Part of a data file:

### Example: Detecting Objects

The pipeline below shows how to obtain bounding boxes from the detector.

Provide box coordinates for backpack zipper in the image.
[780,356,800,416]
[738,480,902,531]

▶ **PROBLEM**
Copy the material above line for line, keeping every character as it is.

▶ **EXERCISE OUTPUT**
### Example: Detecting Objects

The pipeline below shows how to obtain bounding boxes from the detector.

Provide box coordinates for backpack zipper in the image.
[780,356,800,416]
[738,480,902,531]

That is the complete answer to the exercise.